━━━━━ Records for this exercise ━━━━━
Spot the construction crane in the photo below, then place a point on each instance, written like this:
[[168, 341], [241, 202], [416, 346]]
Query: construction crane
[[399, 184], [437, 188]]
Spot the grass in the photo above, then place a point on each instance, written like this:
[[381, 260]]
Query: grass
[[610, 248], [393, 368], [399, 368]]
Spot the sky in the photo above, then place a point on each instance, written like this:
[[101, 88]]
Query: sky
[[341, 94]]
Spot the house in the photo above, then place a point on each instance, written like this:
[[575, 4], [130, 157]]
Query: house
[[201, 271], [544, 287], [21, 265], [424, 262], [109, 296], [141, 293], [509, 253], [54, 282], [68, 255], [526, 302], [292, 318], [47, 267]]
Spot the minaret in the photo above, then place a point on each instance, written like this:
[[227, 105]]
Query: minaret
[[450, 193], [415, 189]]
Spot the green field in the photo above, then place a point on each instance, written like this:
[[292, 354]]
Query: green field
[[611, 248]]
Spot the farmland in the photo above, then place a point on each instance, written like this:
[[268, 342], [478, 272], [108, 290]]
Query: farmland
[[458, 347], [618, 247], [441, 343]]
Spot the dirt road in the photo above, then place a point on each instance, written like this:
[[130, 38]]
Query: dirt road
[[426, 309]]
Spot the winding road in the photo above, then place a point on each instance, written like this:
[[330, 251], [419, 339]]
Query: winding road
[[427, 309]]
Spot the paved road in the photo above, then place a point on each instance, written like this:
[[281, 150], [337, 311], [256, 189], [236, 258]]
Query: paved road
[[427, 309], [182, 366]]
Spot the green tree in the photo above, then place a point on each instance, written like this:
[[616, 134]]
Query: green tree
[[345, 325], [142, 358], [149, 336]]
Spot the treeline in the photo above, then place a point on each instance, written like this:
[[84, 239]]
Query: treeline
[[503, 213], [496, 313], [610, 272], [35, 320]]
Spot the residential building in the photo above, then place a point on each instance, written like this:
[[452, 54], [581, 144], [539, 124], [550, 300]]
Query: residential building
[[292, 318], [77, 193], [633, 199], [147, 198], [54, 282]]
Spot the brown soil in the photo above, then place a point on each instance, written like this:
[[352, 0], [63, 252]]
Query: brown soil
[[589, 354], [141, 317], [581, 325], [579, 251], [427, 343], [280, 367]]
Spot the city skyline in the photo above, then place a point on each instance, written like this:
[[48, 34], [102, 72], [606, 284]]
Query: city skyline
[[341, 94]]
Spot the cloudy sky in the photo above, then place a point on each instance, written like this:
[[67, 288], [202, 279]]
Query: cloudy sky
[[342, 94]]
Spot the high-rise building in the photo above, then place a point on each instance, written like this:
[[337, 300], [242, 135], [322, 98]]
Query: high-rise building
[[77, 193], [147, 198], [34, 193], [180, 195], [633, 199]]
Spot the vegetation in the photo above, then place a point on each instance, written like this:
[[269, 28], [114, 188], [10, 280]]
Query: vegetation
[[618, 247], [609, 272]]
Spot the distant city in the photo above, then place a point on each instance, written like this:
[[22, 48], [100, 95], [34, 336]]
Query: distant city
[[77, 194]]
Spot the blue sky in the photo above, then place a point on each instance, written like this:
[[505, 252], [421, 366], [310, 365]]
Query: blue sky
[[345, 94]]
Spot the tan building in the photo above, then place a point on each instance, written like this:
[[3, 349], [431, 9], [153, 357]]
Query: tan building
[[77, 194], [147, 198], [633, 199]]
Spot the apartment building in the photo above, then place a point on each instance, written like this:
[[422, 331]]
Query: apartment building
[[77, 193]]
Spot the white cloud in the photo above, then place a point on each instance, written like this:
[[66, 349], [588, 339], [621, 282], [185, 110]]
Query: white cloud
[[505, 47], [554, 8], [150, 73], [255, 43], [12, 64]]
━━━━━
━━━━━ Records for this exercise ━━━━━
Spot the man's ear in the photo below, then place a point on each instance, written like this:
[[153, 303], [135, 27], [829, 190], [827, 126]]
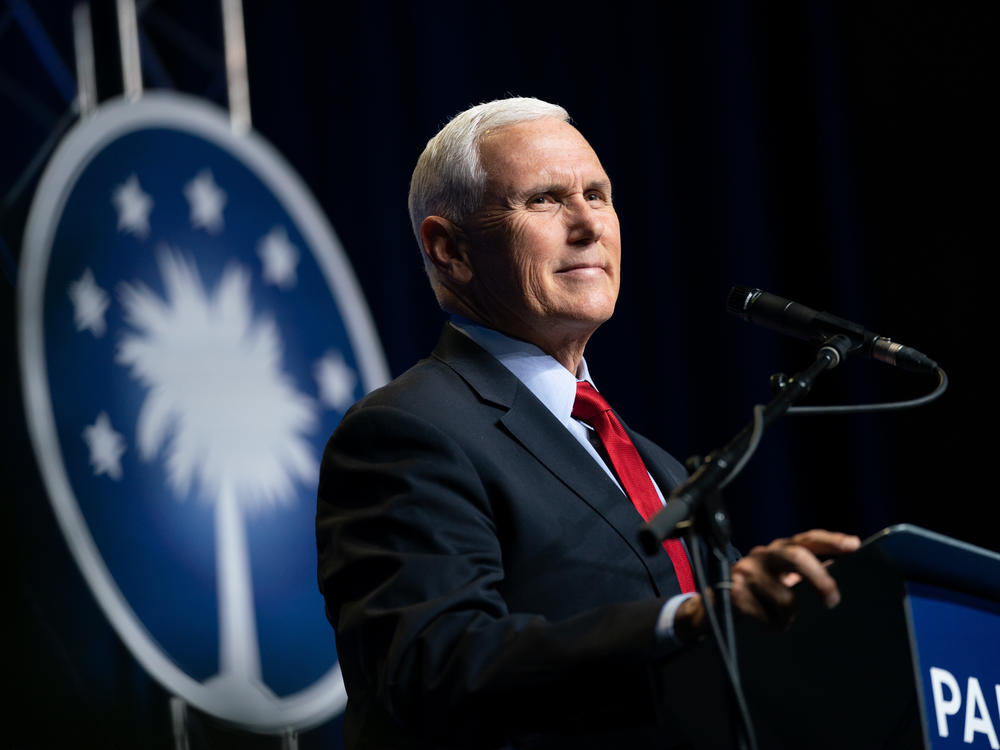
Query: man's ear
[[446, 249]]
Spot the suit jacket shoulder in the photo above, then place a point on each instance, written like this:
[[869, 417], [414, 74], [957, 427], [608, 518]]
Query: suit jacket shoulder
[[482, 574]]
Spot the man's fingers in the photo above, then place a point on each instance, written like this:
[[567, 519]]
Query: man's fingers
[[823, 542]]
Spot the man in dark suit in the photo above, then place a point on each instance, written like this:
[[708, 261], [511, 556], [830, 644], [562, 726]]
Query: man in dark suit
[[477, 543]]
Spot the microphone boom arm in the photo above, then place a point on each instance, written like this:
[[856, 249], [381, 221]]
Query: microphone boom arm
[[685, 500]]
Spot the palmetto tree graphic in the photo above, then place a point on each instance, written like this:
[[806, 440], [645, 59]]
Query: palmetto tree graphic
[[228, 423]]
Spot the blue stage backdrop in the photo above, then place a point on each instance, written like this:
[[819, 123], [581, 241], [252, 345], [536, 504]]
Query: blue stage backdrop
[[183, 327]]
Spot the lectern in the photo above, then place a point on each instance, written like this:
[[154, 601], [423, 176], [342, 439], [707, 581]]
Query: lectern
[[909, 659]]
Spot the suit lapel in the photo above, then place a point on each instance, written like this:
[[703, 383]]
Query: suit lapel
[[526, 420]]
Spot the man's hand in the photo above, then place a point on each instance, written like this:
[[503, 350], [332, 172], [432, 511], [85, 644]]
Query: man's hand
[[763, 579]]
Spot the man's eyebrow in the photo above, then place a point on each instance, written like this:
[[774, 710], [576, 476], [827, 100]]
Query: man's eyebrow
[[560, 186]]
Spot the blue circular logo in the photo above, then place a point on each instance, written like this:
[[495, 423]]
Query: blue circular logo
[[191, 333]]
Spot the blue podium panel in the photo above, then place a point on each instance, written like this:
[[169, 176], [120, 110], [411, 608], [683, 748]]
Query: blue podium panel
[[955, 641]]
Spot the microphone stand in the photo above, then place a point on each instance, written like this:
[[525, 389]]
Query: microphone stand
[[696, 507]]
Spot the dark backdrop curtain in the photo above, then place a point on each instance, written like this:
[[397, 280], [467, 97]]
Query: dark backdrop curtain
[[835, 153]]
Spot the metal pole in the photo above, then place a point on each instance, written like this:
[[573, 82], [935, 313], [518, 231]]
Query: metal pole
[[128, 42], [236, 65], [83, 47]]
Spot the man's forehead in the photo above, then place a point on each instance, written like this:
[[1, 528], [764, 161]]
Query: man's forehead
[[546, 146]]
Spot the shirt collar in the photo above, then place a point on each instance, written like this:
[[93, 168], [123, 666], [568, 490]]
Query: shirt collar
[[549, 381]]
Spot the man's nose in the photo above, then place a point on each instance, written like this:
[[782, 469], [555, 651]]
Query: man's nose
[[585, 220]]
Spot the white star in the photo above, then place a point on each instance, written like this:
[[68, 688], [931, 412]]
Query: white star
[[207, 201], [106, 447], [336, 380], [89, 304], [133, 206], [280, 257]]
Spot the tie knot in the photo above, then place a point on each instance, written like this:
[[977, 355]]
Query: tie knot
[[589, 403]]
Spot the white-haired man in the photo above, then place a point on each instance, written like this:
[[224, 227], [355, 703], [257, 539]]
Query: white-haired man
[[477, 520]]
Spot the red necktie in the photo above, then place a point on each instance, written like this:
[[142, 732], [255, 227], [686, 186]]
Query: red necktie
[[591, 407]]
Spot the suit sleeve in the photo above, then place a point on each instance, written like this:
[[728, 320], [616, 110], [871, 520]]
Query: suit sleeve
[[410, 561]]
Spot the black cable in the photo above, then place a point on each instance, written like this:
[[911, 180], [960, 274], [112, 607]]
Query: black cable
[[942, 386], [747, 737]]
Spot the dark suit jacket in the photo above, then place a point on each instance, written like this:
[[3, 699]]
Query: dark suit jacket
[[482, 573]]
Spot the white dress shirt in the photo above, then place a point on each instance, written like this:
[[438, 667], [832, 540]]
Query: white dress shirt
━━━━━
** What you should do **
Please write out, unchanged, the stretch of the material from the line that contains "Spot the black" through the line that contains "[[482, 573]]".

** Worked solution **
Spot the black cable in the photo above, then place a point on each instance, written like this:
[[911, 180], [960, 274], [112, 607]]
Query: black cable
[[942, 386], [747, 737]]
Spot the dark suit jacket in the photo above, then place a point on each instance, written like this:
[[3, 699]]
Query: dark suit jacket
[[482, 573]]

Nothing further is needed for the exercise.